[Contour annotation records]
====

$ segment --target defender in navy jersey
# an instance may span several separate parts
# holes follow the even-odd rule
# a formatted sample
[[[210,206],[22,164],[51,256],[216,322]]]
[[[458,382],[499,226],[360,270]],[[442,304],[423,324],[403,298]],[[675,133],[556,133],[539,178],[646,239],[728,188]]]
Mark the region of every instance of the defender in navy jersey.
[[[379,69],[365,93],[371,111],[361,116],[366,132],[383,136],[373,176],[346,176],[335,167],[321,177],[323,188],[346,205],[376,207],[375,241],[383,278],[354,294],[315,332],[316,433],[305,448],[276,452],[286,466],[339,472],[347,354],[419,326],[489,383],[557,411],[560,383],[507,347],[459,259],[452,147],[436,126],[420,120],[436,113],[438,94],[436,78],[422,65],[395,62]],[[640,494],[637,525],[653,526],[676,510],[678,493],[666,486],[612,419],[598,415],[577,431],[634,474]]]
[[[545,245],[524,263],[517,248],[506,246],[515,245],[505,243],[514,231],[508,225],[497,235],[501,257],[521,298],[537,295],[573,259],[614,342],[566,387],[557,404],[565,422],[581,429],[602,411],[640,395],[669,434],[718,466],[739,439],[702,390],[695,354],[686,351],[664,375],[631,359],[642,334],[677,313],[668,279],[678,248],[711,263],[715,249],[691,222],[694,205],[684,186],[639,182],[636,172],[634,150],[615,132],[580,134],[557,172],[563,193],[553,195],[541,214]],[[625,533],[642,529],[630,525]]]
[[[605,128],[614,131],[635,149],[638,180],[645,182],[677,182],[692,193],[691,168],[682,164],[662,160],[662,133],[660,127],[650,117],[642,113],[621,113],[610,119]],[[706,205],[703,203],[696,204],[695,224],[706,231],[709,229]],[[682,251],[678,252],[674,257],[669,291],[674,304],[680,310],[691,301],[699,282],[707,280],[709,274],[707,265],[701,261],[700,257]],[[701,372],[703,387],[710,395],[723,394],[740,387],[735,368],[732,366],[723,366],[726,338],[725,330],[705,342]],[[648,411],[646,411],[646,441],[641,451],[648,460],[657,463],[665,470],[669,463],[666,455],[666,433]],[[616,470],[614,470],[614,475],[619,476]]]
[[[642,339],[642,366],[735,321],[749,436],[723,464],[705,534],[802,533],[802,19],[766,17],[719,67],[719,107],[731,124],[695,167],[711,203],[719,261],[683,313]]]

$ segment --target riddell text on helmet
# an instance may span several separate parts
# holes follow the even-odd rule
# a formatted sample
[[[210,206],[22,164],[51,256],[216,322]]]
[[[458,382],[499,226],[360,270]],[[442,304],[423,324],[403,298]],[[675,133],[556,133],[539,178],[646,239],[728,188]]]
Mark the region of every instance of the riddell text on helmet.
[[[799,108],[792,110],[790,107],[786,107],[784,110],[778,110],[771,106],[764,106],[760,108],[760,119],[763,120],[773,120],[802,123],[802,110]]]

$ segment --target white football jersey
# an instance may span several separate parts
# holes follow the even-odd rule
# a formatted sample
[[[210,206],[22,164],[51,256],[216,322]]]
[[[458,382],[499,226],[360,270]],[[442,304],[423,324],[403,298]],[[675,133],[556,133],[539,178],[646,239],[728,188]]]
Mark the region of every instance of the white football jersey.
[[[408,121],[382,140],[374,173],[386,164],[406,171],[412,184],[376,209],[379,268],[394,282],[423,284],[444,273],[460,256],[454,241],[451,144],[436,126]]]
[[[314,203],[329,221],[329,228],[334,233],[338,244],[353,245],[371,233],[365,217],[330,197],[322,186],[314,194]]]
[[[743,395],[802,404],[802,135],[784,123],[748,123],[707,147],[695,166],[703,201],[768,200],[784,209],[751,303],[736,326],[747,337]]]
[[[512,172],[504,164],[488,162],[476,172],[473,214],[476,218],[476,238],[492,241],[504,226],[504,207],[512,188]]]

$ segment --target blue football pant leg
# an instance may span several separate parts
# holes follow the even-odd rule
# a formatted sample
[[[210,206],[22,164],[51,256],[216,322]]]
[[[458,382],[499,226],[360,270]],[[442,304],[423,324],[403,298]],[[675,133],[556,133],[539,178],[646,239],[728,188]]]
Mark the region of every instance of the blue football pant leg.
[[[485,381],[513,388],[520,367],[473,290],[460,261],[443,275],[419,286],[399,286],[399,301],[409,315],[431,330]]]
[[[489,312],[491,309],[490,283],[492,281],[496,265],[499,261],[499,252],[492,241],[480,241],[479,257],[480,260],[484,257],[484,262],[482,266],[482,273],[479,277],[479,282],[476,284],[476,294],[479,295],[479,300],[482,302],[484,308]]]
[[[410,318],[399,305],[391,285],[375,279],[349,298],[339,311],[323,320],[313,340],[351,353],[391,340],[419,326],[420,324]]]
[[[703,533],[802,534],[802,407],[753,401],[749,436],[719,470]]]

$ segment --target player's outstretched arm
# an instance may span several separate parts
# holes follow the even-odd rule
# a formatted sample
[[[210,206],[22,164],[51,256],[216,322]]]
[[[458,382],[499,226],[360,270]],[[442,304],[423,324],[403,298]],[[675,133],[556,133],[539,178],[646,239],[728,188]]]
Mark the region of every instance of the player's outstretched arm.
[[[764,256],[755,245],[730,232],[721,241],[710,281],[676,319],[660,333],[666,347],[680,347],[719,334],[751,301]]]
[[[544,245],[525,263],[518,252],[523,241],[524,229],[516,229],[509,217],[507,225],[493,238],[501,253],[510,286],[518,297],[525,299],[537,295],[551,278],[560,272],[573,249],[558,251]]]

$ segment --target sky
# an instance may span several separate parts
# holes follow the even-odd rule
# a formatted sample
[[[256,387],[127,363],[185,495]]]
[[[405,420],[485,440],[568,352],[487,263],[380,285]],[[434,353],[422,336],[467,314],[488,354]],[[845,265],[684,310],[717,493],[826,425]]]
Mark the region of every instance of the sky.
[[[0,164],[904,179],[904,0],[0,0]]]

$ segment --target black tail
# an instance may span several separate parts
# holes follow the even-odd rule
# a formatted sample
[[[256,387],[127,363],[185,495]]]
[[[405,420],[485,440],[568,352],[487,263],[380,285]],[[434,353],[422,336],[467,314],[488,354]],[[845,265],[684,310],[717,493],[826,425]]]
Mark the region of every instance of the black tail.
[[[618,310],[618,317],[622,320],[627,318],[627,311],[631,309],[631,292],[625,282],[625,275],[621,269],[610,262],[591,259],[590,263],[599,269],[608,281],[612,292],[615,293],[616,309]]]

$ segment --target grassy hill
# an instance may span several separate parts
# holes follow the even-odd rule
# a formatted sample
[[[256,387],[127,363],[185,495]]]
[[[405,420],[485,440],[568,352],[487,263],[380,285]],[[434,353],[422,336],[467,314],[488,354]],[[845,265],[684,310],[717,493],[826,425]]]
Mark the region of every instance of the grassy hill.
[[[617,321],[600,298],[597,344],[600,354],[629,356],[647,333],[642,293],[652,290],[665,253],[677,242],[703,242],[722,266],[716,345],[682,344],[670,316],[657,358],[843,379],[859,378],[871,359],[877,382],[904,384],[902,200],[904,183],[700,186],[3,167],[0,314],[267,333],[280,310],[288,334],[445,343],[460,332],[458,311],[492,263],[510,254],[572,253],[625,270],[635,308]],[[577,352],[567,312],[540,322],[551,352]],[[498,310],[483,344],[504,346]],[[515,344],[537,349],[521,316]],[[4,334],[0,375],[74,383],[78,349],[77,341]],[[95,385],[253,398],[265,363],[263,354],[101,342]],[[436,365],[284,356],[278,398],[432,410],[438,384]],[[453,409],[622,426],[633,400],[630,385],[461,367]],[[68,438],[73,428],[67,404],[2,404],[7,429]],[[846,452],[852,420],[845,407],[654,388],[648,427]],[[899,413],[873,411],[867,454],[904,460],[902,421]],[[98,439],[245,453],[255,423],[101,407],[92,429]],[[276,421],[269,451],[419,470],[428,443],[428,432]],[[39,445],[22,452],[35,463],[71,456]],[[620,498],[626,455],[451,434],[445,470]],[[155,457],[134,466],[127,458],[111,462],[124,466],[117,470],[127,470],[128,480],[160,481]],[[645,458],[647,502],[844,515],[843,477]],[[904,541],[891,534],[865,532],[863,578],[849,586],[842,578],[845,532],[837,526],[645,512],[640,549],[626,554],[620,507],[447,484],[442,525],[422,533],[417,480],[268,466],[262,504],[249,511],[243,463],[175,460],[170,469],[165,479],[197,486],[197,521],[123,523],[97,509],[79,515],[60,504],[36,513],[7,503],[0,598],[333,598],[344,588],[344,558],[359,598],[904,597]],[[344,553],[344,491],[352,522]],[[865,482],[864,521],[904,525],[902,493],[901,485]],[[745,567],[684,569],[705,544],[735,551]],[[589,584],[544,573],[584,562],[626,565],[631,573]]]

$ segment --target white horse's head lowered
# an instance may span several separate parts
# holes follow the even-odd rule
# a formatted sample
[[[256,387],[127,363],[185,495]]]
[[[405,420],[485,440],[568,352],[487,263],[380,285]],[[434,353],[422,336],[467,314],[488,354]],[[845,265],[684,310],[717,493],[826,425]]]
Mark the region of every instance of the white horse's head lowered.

====

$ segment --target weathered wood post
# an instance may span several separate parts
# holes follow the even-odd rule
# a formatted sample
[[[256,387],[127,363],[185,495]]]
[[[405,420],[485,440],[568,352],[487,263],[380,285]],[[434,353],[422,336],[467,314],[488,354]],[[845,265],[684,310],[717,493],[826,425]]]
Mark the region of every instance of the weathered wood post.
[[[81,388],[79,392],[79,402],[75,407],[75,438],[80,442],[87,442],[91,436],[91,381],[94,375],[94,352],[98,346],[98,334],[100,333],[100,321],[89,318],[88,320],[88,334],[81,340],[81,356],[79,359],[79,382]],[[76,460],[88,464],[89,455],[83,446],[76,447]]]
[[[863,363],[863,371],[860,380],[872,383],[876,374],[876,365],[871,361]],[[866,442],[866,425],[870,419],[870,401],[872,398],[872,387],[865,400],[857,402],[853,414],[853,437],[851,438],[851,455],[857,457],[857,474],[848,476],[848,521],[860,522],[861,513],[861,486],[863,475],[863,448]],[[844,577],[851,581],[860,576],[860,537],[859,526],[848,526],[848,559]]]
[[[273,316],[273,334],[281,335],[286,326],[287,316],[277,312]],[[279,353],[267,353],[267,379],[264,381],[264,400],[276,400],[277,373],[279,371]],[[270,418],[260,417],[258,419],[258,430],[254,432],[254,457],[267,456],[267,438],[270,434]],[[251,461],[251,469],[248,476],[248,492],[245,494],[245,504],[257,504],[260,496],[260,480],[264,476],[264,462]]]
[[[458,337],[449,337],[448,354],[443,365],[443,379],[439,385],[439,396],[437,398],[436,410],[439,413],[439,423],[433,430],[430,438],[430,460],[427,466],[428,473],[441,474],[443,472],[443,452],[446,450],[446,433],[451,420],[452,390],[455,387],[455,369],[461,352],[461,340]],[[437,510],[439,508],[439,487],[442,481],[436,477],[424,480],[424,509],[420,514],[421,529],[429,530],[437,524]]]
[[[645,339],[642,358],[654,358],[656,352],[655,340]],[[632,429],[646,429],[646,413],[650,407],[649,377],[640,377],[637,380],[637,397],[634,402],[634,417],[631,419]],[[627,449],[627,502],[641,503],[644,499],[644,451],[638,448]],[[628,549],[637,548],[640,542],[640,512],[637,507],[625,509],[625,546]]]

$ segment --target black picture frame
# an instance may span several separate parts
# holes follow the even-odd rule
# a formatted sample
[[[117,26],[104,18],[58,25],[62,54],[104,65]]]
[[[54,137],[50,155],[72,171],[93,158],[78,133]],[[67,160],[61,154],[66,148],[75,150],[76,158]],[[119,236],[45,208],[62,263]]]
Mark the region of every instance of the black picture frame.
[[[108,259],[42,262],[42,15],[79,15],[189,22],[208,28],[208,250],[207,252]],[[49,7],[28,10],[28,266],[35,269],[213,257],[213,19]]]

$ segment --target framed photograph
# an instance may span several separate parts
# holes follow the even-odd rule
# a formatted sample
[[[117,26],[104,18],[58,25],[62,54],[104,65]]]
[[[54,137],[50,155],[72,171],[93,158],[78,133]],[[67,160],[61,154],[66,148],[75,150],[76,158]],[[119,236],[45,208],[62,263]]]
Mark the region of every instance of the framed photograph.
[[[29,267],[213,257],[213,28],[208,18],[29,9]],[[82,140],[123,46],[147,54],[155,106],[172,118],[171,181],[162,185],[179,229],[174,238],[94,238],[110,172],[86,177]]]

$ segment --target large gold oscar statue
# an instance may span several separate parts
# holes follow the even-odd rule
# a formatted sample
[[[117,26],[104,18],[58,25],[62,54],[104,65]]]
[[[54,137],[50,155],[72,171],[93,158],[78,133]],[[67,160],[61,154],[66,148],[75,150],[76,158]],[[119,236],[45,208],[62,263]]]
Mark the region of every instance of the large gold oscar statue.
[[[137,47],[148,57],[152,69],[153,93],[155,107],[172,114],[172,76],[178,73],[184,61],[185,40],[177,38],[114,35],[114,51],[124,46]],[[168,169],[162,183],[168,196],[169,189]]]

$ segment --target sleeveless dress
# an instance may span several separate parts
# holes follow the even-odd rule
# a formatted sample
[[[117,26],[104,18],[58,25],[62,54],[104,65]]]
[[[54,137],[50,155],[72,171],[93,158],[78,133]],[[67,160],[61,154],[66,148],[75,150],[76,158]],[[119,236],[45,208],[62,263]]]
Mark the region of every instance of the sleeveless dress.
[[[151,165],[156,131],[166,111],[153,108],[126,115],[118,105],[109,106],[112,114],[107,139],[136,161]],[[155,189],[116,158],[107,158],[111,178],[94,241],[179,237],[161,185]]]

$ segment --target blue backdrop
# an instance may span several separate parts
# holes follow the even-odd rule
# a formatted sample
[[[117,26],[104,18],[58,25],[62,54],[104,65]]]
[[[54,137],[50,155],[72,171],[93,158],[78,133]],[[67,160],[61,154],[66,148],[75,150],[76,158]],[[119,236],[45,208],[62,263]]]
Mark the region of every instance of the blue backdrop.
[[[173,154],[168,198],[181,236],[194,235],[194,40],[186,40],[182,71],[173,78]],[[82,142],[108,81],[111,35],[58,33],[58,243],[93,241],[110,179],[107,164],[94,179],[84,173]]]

====

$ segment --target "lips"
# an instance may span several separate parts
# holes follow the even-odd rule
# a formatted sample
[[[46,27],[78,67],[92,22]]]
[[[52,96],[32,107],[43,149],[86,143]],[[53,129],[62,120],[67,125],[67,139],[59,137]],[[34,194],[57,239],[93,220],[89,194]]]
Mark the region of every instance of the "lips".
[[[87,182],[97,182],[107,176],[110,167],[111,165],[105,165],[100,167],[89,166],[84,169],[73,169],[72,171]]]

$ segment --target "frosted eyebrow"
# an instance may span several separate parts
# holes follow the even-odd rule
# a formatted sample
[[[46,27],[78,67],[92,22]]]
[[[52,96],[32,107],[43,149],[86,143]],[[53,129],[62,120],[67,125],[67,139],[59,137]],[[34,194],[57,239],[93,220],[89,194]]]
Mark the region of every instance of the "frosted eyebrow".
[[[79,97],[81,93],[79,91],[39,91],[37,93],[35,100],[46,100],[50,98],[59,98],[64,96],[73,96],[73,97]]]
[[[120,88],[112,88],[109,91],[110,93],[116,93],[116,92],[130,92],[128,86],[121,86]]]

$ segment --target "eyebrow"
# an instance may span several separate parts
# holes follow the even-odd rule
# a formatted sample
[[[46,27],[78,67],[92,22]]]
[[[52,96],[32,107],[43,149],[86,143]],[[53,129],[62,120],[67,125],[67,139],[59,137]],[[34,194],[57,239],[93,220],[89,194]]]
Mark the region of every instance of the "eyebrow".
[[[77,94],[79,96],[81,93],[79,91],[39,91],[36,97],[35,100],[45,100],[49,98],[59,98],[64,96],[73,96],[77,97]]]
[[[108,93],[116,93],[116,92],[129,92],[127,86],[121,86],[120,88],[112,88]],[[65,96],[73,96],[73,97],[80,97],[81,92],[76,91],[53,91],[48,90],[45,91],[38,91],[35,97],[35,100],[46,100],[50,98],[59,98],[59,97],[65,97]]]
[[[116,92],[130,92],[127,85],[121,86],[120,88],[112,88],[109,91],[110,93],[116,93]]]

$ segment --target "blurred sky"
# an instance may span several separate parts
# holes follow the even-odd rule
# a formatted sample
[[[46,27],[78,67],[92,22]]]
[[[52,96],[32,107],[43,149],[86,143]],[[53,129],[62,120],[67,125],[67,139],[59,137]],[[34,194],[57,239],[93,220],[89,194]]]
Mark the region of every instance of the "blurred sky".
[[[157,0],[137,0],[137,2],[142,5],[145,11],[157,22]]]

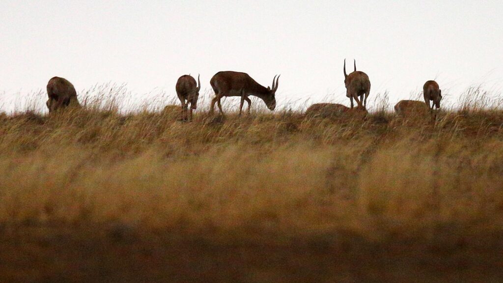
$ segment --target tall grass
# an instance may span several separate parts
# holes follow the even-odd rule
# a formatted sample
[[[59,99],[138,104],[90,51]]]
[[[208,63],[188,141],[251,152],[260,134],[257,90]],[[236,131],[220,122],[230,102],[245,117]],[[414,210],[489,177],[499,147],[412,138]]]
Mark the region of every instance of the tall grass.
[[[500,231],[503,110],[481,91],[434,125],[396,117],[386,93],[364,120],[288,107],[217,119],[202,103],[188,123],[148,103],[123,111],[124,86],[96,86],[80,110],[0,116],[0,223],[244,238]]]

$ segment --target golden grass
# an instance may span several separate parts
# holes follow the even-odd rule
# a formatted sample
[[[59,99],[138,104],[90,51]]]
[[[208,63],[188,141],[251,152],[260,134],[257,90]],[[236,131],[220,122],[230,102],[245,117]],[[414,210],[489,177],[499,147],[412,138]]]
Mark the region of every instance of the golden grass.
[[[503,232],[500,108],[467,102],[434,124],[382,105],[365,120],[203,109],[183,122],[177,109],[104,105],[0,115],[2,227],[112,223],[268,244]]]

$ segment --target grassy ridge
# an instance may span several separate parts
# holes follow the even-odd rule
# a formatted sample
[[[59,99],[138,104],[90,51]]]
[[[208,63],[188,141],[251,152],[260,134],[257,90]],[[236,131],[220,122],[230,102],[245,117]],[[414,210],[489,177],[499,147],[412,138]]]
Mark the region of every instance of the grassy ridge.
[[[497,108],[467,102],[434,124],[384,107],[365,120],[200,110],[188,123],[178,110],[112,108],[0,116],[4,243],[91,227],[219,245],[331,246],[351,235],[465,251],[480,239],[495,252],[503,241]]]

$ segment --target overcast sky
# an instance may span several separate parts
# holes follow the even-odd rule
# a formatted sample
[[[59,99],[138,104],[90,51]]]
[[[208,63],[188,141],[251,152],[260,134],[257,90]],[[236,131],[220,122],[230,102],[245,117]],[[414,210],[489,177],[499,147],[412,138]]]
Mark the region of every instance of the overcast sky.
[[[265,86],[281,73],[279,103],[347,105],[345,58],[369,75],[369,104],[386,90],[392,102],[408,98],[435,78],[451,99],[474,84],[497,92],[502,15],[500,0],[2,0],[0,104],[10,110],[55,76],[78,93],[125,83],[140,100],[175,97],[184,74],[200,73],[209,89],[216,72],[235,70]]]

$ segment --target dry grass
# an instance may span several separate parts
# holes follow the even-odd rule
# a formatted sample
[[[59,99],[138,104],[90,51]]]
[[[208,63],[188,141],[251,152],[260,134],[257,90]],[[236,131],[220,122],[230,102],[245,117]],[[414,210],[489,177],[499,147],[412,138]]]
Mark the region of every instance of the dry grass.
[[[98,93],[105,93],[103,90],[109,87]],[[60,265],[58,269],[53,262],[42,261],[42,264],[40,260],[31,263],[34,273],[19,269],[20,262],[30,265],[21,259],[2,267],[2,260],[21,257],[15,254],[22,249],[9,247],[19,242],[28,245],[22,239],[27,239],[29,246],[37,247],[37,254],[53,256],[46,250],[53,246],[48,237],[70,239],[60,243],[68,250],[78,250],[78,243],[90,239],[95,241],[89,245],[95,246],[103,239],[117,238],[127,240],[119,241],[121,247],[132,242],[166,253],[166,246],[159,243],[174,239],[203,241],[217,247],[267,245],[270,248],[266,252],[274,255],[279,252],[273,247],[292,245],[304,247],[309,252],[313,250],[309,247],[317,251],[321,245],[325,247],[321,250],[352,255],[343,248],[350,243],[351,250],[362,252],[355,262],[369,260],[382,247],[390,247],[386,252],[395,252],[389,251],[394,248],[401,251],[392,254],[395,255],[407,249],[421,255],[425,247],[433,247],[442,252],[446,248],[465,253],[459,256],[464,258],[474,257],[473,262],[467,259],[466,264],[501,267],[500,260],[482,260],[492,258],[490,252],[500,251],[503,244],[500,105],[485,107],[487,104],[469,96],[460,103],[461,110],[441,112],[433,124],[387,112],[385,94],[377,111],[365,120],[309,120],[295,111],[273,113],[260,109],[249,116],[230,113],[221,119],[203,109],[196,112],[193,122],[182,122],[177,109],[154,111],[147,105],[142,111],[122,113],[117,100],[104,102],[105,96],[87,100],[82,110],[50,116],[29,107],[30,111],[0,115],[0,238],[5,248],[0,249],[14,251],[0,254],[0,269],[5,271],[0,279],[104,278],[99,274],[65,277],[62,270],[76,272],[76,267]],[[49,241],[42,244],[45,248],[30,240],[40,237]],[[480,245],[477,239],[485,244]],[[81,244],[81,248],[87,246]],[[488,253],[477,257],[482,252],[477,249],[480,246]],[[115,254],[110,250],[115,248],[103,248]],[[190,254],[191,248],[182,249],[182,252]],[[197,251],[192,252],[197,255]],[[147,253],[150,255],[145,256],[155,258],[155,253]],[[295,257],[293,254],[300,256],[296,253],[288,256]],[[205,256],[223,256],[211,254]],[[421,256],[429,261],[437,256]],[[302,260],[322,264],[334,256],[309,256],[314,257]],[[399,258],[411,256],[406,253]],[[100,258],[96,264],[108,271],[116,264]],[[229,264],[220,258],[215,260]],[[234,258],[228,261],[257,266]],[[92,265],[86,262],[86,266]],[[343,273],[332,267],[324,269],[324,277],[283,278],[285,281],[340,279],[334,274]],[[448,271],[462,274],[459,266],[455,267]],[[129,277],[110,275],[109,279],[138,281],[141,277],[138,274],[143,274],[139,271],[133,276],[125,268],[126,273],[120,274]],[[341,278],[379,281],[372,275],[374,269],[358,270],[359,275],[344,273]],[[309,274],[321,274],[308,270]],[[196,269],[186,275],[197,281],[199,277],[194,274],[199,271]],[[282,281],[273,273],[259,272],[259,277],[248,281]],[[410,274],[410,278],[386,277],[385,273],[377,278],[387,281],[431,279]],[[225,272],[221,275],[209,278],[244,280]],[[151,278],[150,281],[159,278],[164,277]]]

====

*Exercise requirements:* Arrange the lines above, from the one containing "--target defender in navy jersey" down to the one containing "Mark the region of every instance of the defender", as a JSON list of strings with one string per line and blank lines omitted.

*Exercise result:*
[
  "$ segment --target defender in navy jersey",
  "# an instance may span several separate parts",
  "# holes follow the even-odd rule",
  "# a formatted sample",
  "[[[210,206],[22,164],[51,256],[216,322]]]",
  "[[[458,382],[499,226],[360,270]],[[442,304],[423,324],[403,298]],[[675,133],[556,133],[539,178],[646,239],[728,188]]]",
  "Mark the region of every instance of the defender in navy jersey."
]